WHAT YOU NEED TO DO:
1. Reproduce the part of the germs-on-planes tips that opens with the words containing "It may seem" and closes with "nook and cranny.)", replacing "paper towel" with "tissue".
2. Based on the germs-on-planes tips, decide whether each statement is true: (a) the microbiologist found norovirus on four out of six tray tables; (b) industry-wide regulations set how often planes must be cleaned; (c) the armrest ranks highest for concentration of bacteria. Answer yes or no for each and quote the deciding words.

Afraid of the New Coronavirus?
Seven Tips to Avoid Germs on Planes
Study states, “the chances of getting sick on a plane are pretty high… cold transmission rate on aircraft was 113 times the normal rate on the ground”
The BBC just reported the new China Virus Coronavirus has landed its first case in the U.S., brought here on an airplane.
As reported in this article, “germ transmission rates on aircraft are 113 times the normal rate on the ground.”
It’s common knowledge airplanes are dirty. One microbiologist’s investigation of eight flights found the MRSA superbug and norovirus on four out of six tray tables. He also discovered E. coli bacteria on 30 percent of plane bathroom sinks, toilet handles and faucet handles.
Airplane Defense Measures:
Prior to flying, use a sinus rinse – this will clear your sinus passages, moisturize delicate tissues, and help your immune system fight germs
Hand sanitizer: Use it early, use it often.
Disinfecting wipes: Essential for killing germs on airplane surfaces, don’t be shy about pulling them out and using them. Everywhere. All the hard surfaces including armrests, TV remote, seat buckle, call buttons, and especially the tray table, which ranks the highest for concentration of bacteria.
Saline nasal spray: Adding moisture to your nose during your flight will help boost your body’s germ defenses.
If you have a compromised immune system, consider wearing a surgical mask.
It may seem counter-intuitive to turn on your overhead air vent, thinking you are simply recirculating germy air, but the cabin filters actually help clean the air.
Wash your hands – obvious – and use a paper towel to open the door (those door latches are stuffed with bacteria and debris in every nook and cranny.)
“There are no industry-wide regulations on how well or how often planes must be cleaned.”
While airline staff do a quick walk-through between flights, there’s not enough time to actually wipe down surfaces or use any kind of cleaning agents.

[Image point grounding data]
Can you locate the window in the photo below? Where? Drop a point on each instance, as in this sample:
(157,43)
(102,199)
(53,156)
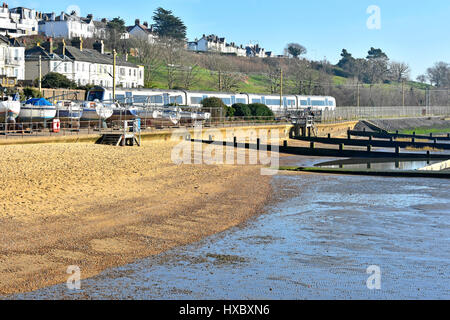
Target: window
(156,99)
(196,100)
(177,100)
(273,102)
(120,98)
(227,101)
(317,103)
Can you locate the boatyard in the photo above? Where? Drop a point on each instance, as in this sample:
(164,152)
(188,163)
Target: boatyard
...
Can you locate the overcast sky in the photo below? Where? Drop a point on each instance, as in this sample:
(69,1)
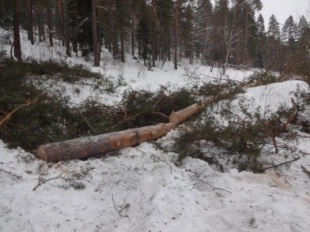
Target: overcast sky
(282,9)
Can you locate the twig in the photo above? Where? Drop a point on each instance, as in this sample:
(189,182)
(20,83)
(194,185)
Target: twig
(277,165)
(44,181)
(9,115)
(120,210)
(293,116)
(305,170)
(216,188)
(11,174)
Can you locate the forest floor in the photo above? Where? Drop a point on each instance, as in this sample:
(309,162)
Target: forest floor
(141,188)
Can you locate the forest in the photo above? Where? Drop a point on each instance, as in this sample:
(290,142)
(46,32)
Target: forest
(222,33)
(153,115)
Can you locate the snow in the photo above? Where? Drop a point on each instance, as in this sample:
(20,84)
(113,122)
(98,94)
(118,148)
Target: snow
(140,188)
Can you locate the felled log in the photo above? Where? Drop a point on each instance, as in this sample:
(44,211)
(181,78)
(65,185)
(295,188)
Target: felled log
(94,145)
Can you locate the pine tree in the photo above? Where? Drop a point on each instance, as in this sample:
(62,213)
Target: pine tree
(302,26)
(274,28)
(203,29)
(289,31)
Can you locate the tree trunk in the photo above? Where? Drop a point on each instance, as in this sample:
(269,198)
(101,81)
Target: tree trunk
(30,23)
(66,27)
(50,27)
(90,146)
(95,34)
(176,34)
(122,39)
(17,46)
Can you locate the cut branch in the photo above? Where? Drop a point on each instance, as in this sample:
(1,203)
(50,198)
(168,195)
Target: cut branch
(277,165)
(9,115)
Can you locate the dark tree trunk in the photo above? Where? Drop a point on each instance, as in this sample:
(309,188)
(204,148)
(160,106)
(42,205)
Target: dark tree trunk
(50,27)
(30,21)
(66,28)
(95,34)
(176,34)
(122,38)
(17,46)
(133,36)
* * *
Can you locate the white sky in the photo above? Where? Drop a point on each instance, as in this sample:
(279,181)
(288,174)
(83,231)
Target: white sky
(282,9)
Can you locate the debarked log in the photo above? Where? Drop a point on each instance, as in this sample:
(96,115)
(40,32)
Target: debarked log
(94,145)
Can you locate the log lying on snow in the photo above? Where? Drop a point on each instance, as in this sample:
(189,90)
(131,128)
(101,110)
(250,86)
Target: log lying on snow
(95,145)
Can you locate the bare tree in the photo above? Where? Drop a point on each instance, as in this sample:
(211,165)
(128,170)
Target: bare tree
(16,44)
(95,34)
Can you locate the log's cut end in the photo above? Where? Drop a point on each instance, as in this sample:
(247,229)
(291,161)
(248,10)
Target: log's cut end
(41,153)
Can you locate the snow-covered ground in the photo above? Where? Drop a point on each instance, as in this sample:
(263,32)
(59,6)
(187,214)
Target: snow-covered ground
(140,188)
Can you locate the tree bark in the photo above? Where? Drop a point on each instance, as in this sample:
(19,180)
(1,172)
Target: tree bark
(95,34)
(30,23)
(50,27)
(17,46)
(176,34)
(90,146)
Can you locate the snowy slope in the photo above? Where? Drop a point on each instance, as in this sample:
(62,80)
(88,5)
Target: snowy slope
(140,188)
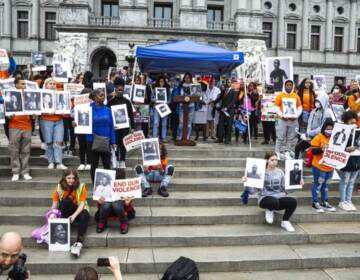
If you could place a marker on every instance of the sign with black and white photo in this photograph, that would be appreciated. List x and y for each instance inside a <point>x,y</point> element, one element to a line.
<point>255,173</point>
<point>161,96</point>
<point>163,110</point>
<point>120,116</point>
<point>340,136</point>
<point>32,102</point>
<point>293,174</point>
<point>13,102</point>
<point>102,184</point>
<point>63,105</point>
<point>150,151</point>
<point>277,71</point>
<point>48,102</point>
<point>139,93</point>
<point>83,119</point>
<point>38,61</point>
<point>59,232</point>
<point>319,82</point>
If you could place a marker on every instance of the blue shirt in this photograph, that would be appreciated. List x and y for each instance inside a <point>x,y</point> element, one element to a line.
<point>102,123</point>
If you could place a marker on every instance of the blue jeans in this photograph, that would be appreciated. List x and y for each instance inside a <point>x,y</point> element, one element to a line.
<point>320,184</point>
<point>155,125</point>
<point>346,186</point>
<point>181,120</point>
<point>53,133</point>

ANSWERS IN ORDER:
1.
It may seem counter-intuitive to turn on your overhead air vent, thinking you are simply recirculating germy air, but the cabin filters actually help clean the air.
Wash your hands – obvious – and use a tissue to open the door (those door latches are stuffed with bacteria and debris in every nook and cranny.)

2.
(a) Yes: "found the MRSA superbug and norovirus on four out of six tray tables."
(b) No: "There are no industry-wide regulations on how well or how often planes must be cleaned."
(c) No: "especially the tray table, which ranks the highest for concentration of bacteria."